++++ Records for the task

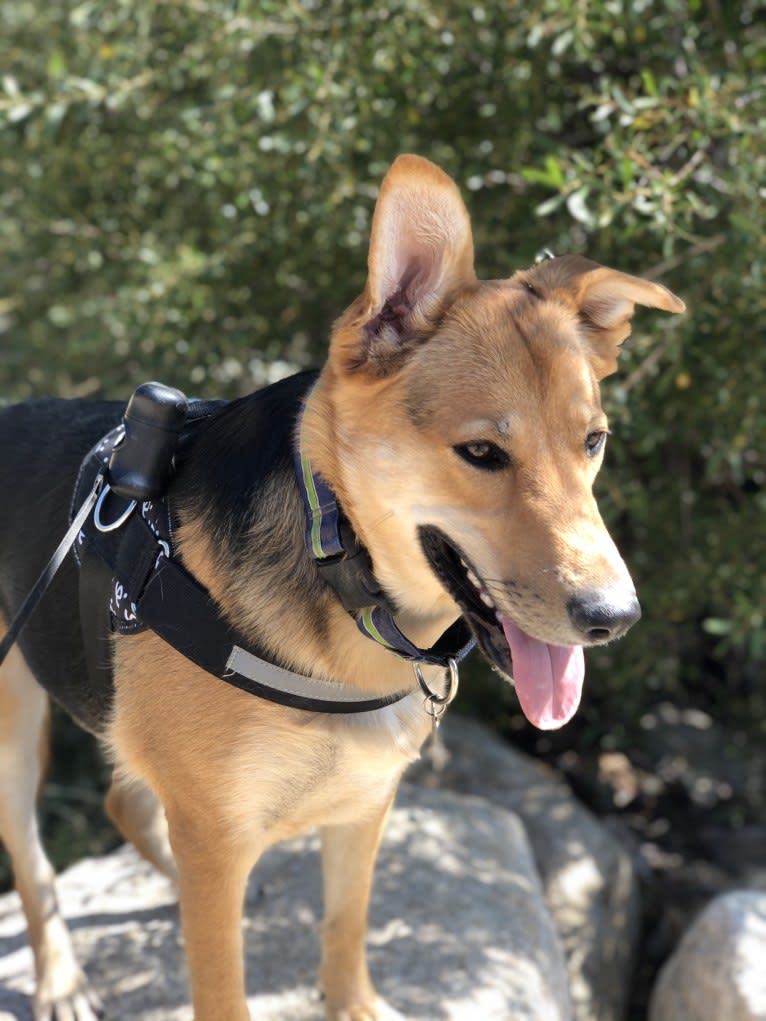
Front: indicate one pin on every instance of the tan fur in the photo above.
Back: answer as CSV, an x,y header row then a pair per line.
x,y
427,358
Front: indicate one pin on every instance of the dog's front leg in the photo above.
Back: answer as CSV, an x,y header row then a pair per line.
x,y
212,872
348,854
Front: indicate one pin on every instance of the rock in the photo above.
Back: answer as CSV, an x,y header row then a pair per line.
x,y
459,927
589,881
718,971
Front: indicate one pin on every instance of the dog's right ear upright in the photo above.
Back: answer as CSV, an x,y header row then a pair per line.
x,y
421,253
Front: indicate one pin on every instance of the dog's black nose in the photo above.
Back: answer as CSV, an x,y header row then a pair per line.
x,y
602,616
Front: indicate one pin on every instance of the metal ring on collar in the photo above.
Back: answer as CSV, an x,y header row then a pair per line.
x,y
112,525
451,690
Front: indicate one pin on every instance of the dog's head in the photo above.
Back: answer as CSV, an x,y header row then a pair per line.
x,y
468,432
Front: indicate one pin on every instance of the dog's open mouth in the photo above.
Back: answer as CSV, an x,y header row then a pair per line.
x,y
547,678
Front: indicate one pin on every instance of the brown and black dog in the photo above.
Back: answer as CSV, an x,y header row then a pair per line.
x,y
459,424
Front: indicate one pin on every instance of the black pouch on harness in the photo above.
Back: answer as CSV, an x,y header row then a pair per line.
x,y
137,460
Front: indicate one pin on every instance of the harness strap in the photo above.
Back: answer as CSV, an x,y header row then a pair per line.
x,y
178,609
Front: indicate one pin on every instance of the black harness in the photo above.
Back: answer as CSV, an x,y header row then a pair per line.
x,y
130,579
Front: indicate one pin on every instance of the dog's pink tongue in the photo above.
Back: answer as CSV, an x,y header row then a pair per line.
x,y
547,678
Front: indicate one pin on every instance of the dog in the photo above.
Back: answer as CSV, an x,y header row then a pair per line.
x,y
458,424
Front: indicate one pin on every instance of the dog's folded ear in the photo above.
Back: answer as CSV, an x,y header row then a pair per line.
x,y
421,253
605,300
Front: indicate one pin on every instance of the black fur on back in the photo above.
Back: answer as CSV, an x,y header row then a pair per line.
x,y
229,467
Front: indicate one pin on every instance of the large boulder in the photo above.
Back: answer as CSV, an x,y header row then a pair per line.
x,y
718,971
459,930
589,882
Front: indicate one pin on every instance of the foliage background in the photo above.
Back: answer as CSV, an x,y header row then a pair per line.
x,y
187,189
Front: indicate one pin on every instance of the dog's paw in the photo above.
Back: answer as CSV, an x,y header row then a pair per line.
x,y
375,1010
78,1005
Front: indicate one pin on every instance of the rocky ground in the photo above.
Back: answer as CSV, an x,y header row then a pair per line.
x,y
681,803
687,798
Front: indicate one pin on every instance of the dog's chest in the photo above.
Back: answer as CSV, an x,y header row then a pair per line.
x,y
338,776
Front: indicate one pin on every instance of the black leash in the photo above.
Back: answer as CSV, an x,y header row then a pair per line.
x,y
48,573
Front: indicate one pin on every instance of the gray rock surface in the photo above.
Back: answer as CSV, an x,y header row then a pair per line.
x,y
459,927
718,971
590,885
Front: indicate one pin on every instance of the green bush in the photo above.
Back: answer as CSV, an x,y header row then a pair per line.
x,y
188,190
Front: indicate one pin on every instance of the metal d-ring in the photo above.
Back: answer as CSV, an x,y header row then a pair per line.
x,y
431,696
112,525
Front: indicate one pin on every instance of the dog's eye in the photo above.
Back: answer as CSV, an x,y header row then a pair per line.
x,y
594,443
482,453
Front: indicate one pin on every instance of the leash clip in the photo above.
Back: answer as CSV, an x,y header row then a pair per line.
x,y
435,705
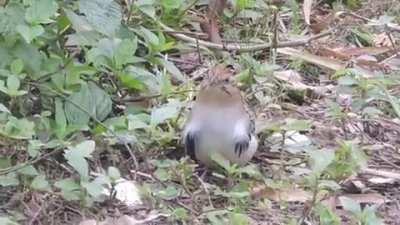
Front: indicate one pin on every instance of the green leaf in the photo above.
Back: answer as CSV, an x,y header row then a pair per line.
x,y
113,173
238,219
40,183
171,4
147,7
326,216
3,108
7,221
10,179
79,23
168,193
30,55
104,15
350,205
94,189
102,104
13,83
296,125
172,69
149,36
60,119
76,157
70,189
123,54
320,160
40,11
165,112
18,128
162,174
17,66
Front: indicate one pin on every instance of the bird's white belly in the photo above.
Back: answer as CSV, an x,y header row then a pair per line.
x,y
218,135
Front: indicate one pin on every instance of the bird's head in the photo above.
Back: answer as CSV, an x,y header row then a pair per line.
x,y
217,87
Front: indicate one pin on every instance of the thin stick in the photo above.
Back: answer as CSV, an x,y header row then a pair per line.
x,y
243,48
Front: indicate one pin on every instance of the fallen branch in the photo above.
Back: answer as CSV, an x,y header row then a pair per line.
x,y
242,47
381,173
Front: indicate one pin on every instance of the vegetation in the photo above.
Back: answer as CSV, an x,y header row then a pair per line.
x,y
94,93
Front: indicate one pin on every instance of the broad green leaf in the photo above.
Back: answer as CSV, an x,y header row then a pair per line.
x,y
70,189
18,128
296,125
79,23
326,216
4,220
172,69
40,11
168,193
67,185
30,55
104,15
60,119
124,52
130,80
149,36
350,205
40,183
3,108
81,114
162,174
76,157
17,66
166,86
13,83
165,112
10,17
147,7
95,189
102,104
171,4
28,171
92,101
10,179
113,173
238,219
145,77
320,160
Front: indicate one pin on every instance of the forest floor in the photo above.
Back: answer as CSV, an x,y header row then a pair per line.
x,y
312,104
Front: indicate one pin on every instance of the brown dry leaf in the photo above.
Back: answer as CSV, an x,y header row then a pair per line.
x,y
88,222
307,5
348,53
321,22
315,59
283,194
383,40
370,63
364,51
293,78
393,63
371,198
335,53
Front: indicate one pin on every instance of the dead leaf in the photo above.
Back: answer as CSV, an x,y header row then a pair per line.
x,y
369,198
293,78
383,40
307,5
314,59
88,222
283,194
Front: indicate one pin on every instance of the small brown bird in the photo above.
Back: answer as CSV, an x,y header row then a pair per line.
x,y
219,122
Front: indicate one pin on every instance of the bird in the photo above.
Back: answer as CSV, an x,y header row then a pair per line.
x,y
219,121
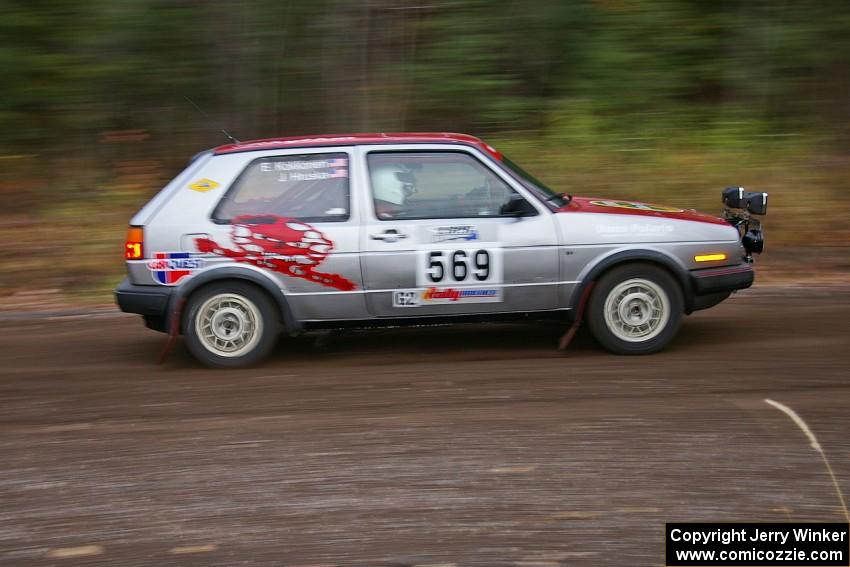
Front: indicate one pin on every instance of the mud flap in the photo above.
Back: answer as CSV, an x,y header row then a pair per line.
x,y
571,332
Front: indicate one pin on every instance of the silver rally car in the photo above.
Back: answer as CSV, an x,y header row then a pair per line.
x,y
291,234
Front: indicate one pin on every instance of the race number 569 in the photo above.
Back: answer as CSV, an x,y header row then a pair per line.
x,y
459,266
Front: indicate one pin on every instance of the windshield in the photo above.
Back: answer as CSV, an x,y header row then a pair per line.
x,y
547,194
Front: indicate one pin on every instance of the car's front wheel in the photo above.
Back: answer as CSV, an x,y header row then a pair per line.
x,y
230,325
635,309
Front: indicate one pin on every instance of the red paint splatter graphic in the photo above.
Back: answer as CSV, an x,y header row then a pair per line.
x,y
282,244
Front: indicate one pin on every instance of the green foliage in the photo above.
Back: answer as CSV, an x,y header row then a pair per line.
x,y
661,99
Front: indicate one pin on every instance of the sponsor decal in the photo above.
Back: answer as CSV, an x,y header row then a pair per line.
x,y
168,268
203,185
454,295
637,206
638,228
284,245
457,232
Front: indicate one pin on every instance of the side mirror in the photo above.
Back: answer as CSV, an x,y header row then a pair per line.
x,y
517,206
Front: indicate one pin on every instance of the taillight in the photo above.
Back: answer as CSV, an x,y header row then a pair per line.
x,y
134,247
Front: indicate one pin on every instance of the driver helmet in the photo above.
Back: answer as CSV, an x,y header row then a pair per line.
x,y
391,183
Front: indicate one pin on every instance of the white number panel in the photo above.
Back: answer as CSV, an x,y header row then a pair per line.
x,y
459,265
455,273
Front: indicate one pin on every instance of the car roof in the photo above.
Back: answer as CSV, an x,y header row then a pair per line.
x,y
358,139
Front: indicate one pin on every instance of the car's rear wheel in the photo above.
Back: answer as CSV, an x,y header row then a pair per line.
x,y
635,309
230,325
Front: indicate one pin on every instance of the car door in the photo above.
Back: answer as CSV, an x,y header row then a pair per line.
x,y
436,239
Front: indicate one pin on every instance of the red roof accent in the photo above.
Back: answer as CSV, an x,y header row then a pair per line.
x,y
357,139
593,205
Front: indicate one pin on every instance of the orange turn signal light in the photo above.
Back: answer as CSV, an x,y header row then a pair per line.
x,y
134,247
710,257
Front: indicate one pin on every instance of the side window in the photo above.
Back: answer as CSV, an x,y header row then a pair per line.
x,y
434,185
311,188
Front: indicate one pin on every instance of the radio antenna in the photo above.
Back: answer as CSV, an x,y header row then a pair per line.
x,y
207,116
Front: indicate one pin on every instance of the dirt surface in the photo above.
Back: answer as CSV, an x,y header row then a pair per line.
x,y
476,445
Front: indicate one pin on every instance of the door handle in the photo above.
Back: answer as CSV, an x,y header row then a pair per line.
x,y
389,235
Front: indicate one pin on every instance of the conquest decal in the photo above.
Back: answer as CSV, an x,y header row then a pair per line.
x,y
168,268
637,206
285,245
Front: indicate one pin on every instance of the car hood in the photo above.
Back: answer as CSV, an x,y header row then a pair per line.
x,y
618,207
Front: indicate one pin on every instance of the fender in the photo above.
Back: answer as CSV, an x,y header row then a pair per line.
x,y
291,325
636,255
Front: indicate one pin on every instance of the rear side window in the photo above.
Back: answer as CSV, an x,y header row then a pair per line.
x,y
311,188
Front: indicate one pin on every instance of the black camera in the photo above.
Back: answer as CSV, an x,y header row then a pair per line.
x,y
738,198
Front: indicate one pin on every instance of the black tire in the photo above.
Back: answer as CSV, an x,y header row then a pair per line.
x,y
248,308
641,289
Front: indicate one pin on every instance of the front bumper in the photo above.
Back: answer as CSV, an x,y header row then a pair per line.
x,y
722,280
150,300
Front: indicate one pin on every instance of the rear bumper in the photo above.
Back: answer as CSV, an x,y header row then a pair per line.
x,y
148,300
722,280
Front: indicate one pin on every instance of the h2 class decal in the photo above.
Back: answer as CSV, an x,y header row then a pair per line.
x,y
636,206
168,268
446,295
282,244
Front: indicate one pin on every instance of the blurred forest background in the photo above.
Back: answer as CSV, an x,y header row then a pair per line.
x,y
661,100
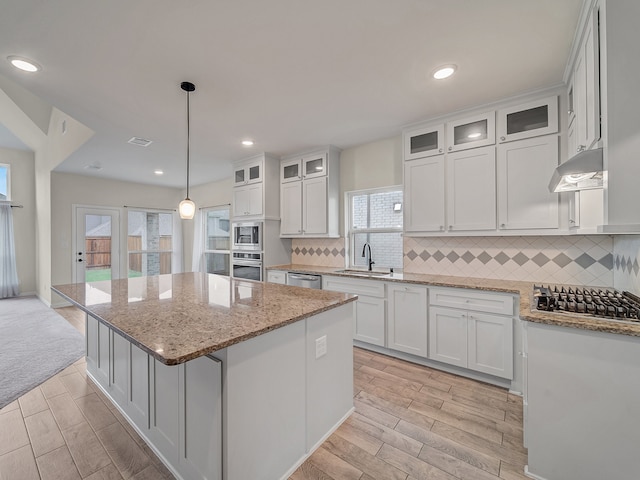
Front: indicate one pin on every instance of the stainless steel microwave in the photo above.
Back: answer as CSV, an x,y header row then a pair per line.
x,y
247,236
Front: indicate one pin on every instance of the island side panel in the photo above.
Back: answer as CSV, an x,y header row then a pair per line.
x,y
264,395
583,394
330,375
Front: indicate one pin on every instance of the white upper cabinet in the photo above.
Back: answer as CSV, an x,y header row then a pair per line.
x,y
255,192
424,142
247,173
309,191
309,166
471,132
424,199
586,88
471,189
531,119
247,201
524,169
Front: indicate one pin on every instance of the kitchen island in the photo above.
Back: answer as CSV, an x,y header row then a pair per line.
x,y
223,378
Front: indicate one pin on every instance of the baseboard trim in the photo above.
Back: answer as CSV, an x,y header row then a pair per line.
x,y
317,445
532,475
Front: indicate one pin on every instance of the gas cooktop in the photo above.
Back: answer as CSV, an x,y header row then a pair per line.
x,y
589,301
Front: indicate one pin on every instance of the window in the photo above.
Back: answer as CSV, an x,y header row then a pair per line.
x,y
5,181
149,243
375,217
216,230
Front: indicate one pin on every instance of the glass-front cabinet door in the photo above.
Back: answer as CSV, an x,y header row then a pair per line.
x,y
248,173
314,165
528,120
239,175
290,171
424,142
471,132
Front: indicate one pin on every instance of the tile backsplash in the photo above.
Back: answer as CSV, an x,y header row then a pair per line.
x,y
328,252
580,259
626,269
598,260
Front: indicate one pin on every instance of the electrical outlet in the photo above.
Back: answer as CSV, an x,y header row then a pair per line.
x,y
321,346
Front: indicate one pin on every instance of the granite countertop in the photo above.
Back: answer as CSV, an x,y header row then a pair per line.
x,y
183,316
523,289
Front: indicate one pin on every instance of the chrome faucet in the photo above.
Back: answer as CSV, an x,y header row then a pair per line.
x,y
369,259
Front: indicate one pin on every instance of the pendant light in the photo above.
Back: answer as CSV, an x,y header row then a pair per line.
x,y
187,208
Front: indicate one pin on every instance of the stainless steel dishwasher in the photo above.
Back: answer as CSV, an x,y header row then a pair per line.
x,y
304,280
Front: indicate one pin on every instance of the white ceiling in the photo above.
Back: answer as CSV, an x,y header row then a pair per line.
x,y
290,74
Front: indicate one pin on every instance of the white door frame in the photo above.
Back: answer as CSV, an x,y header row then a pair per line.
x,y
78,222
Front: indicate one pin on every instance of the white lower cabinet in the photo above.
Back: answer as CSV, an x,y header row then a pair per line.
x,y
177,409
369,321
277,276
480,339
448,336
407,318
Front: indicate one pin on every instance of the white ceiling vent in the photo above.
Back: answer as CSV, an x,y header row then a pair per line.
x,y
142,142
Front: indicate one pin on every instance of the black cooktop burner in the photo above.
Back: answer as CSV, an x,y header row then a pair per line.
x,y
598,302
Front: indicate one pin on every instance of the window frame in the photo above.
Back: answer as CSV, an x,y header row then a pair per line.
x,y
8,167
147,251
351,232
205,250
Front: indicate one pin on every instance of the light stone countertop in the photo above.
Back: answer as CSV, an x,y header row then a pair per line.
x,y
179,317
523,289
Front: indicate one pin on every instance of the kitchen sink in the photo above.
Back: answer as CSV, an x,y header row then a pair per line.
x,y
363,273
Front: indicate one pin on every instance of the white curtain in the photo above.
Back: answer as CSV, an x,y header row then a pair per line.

++++++++

## Goal of the exercise
Will you return exactly the lines above from the one with "Front: indicate one pin on every instance of the radio" down to the one with "Front: indicate one pin on every instance of the door", counting both as part of the range?

## Response for this exercise
Front: indicate one pin on every instance of the radio antenna in the photo above.
Back: answer as CSV, an x,y header row then a pair per line.
x,y
207,116
Front: indicate one pin on every instance of the dirt surface in the photo above.
Back: answer as CSV, an x,y header row then a pair per line.
x,y
476,445
Front: indicate one pin on every instance of the door handle in the photo above.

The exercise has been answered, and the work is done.